Exercise passage:
Interestingly, the English monarchy is said to have Moorish lineage dating back to Madragana, the Moorish mistress of King Afonso the third of Portugal, and Queen Charlotte of England, the great-great-great-grandmother of Queen Elizabeth II.
Some historians have argued that there may be some truth to her Moorish ancestry, while others have discredited them as speculative. The evidence is inconclusive and the topic remains a matter of controversy and debate among scholars.
Queen Charlotte was also known for her stance on "no sugar!" You could say she was "salty with sugar." She was a patron of botanical studies and was interested in using plants for medicinal purposes and also was interested in healthy living, thus abstaining from sugar. On the other hand, abolitionists claim this was her way of protesting slavery, as the sugar trade was a major industry in the 18th century, and the sugar used in England was mainly produced by slaves on plantations in the Caribbean colonies. The British monarchy during her time was not known for taking any public stance on the issue of slavery at the time and the abolitionist movement was still in its early stages during her lifetime and not yet a major political issue.

Problem 1:
According to the passage on Queen Charlotte, what did abolitionists claim her abstaining from sugar was a way of doing?
Problem 2:
Please pick up the passage on Queen Charlotte after its final sentence and continue it.
The lines after this point have nothing to do with the passage on Queen Charlotte.

Data:
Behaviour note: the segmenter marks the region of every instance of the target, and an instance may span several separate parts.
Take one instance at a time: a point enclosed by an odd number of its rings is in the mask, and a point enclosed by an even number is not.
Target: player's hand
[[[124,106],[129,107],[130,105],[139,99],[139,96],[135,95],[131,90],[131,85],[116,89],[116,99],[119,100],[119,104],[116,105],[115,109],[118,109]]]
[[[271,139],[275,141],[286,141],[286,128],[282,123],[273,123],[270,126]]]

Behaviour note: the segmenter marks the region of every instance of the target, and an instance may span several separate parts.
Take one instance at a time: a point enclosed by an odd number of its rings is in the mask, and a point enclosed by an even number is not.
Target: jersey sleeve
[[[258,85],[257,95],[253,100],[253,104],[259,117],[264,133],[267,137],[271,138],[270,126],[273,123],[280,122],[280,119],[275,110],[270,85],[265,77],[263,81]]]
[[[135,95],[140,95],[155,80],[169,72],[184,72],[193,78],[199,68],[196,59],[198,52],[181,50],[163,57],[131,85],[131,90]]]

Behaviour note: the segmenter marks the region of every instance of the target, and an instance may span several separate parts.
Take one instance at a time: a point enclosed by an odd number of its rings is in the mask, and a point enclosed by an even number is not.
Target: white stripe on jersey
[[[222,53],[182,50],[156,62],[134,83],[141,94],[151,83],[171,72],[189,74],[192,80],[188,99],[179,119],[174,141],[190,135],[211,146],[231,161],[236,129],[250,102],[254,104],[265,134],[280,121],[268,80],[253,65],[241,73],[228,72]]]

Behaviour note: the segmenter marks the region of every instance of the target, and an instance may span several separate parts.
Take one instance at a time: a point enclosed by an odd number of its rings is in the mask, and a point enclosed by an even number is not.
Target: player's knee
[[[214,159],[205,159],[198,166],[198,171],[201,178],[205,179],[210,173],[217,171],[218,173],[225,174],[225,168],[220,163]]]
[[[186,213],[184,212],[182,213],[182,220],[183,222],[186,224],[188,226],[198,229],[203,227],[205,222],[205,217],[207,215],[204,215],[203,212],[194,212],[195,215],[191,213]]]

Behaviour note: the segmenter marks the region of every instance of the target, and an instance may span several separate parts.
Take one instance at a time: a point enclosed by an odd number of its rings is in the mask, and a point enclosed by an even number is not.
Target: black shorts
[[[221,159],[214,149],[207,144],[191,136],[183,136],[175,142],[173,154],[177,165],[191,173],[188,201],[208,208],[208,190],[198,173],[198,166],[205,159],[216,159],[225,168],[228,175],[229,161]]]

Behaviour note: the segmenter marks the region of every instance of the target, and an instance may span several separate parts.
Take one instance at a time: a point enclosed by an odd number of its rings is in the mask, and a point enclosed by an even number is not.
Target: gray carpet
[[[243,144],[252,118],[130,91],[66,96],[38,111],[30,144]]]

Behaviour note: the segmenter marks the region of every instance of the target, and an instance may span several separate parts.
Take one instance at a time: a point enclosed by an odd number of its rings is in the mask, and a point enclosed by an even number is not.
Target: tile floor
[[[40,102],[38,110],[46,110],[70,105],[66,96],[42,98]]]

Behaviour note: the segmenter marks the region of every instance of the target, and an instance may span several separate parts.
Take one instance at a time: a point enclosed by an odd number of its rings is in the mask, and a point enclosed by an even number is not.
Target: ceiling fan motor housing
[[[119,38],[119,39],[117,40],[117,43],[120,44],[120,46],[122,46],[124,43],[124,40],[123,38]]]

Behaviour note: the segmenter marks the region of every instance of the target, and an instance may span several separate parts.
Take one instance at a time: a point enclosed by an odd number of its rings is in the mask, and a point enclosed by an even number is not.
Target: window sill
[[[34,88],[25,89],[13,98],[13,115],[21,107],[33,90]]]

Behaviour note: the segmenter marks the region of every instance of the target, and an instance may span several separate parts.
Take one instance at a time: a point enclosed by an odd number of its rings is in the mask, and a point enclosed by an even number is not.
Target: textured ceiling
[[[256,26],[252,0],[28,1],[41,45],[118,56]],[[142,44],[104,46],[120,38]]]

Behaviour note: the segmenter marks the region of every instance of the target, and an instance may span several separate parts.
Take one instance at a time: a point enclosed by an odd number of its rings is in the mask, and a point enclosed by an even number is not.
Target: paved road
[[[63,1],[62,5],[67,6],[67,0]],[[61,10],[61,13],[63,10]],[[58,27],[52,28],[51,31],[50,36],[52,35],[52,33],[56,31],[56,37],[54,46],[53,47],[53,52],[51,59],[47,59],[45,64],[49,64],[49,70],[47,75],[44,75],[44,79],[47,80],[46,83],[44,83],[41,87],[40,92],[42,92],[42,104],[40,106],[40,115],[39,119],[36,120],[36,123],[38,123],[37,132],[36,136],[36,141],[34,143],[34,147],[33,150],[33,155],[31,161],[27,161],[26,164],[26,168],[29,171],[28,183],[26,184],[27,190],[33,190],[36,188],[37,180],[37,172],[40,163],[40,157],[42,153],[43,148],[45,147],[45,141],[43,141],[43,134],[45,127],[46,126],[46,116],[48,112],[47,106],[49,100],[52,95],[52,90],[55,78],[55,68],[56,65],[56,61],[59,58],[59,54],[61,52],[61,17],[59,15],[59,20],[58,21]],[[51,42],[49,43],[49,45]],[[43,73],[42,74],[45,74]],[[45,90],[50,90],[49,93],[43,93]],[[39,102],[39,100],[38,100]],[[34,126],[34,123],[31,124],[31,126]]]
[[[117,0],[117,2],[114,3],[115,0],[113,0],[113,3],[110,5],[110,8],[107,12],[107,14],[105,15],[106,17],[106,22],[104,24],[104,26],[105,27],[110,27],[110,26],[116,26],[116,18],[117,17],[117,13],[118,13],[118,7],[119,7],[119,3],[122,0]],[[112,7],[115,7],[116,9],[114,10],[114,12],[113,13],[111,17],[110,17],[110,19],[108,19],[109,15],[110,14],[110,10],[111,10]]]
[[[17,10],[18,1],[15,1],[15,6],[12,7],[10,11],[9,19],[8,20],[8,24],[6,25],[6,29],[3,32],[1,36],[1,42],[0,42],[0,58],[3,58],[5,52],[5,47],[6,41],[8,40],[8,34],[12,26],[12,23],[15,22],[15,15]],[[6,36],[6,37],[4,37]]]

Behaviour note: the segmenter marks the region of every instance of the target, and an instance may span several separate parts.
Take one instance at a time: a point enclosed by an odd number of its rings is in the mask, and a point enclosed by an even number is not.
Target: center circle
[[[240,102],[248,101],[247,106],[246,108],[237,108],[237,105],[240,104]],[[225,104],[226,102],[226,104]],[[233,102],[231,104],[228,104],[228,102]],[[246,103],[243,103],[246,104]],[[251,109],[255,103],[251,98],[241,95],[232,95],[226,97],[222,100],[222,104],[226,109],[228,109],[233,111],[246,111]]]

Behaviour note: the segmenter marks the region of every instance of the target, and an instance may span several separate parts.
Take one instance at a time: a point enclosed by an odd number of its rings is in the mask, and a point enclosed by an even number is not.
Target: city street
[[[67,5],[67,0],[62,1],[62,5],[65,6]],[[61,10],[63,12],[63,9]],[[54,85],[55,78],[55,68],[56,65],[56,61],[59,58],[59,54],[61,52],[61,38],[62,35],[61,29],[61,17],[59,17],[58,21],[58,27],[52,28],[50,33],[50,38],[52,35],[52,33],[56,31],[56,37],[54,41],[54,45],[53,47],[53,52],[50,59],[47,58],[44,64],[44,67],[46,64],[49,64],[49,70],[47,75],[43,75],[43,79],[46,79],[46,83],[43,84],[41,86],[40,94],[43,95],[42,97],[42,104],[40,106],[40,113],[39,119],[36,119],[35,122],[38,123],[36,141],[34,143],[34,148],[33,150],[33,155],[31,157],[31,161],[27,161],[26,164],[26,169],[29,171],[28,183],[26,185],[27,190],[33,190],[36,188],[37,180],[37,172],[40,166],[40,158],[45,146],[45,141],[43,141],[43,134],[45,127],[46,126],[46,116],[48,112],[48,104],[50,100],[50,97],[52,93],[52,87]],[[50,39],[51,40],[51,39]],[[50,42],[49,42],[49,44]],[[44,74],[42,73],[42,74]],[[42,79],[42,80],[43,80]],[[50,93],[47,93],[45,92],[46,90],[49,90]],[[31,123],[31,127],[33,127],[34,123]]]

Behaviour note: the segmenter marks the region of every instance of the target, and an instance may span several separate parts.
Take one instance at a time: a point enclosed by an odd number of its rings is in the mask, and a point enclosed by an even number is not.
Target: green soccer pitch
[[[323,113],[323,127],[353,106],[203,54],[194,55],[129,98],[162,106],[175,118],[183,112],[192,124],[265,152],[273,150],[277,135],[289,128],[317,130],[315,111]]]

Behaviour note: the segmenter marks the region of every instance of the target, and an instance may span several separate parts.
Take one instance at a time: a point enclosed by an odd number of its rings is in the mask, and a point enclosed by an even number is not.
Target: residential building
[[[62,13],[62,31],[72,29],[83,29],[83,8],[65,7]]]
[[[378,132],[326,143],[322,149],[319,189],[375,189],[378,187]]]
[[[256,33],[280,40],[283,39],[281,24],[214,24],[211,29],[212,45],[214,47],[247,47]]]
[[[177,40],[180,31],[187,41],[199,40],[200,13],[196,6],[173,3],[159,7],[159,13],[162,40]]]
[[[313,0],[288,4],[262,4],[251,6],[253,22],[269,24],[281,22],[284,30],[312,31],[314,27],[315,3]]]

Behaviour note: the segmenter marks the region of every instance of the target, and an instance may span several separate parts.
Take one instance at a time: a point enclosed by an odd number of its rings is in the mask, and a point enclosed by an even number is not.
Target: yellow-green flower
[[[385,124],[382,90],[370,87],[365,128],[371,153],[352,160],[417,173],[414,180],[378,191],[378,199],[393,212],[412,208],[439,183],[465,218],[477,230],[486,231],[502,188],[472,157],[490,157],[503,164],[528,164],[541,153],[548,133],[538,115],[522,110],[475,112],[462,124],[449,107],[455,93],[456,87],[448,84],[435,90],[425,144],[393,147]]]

Written response 1:
Protesting slavery.

Written response 2:
However, it is important to note that Queen Charlotte entertained the company of anti-slavery intellectuals like Sir Allan Ramsay. Sir Allan Ramsay was also an artist, and his paintings of the queen were the most decidedly African of all her portraits as most of her other portraits seem to soften her sumptuous African features.
Charlotte spoke English, German, and French. She was good friends with accomplished classical composer, Johann Bach, and his wife. And she once received a composition in her honor from Wolfgang Mozart.
Charlotte, North Carolina in the United States is named after her.